EXCERPTED TEXT:
You have avoided all mention of your plans except to say that in maybe two years you're going to stomp over us all with the Big Secret. But I doubt it; my reluctant conclusion is that Marxists are the Beatniks of world politics. In twenty years you and your boys over there will be like the veterans of the Lincoln Brigade. The Syndicate has taken over here with a vengeance. My view of Johnson has scared both the
Observer
and
The Reporter
. It's a massive bandwagon: [James] Reston, Drew Pearson, [Walter] Lippmann, the TV Boys, Max Ascoli
23
; there is no dissent. None. (I just heard on the radio that Johnson is running well ahead of Robert Kennedy in the Massachusetts primary.) This sheep mentality has given me the fear; it is a very German thing and the negroes in this country are up against more than they know. The brute conservativism of the U.S. is the number one fact of our politics. Despite my royalist tendencies I am put down everywhere by a dirty leftist radical; you would be locked up.

I am considering a drift into the Underground, New York or LA—or Mexico City as a last resort. I have had no action in so long that it's a wonder I can still write. You will have to wait for the
Journal
to know it all; that is the only way I can salvage this worthless, wandering year. It starts tomorrow and will be a loose and speedy job; I don't want to let any torment seep in. Yeah.

Hudson went out to Hawaii to pick up his boat. His woman went back to Trinidad and he has a new New York nymphet who is nice but not real hot stuff. Mac [Macauley Smith] is coming west in a trailer and Cooke is hustling in New York after his Booth marriage.
24
I'm glad that clicked. I'm supposed to go back to Louisville in June for Davison's wedding, but I hate it like the plague and will duck out if at all possible. The only hope is The Road. A clear head in a bad hour. Things are not breaking like they should. I think the boys in Zanzibar read the signals pretty well; it won't be long before we have Castro on
Meet the Press
again … We are coming to another Eisenhower age, and everybody digs it. Even Nixon, who is back in style after a short winter. Johnson has eight years unless he croaks. We will all be old men by then. What do you have on tap?

Hunter

TO PAUL SEMONIN
:

Marooned in Butte, Thompson pondered the spectacle of American politics
.

PROVIDED RECORDS:

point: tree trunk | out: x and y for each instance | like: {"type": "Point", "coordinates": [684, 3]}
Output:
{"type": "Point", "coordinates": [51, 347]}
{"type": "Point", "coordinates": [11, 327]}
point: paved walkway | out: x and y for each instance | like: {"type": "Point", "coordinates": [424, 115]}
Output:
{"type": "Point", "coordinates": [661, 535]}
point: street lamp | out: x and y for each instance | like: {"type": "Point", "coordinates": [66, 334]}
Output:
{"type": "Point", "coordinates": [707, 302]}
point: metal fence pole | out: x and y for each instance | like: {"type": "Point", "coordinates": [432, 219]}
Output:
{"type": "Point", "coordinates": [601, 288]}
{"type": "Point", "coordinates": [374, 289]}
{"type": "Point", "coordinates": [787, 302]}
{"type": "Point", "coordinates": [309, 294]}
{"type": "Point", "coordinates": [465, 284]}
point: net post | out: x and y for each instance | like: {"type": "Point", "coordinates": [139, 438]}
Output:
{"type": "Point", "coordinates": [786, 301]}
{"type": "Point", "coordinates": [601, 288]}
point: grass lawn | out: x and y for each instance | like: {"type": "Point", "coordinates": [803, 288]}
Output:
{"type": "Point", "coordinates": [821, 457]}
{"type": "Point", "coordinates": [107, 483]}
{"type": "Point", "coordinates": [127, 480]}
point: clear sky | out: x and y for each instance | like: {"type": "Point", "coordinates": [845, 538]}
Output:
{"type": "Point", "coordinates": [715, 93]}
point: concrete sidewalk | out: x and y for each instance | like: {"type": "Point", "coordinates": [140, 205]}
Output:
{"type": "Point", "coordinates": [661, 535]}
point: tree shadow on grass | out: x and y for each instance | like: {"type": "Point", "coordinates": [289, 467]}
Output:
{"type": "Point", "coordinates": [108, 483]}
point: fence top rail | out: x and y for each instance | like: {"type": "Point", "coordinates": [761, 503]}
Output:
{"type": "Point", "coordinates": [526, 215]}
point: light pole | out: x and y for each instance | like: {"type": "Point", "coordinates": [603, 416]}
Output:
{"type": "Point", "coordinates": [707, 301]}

GIVEN REQUEST A: Copy the letter above from "I am considering" up to and including "his Booth marriage.".
GIVEN REQUEST B: Rewrite the paragraph of the letter that begins "I am considering a drift into the Underground" as a short list that keeps its main facts.
GIVEN REQUEST C: Please say whether each statement agrees with the letter, answering yes or no and quoting the deciding words: (i) the writer looks forward to going to Louisville for Davison's wedding; (ii) Mac is coming west in a trailer; (iii) Johnson is running behind Robert Kennedy in the Massachusetts primary.

WORKED SOLUTION A:
I am considering a drift into the Underground, New York or LA—or Mexico City as a last resort. I have had no action in so long that it's a wonder I can still write. You will have to wait for the
Journal
to know it all; that is the only way I can salvage this worthless, wandering year. It starts tomorrow and will be a loose and speedy job; I don't want to let any torment seep in. Yeah.

Hudson went out to Hawaii to pick up his boat. His woman went back to Trinidad and he has a new New York nymphet who is nice but not real hot stuff. Mac [Macauley Smith] is coming west in a trailer and Cooke is hustling in New York after his Booth marriage.

WORKED SOLUTION B:
- The writer is considering a drift into the Underground: New York or LA, or Mexico City as a last resort.
- He has had no action in so long that it's a wonder he can still write.
- The reader will have to wait for the Journal to know everything; it is the only way to salvage this worthless, wandering year.
- The Journal starts tomorrow and will be a loose and speedy job, with no torment allowed to seep in.

WORKED SOLUTION C:
(i) No: "I hate it like the plague and will duck out if at all possible."
(ii) Yes: "Mac [Macauley Smith] is coming west in a trailer"
(iii) No: "Johnson is running well ahead of Robert Kennedy in the Massachusetts primary"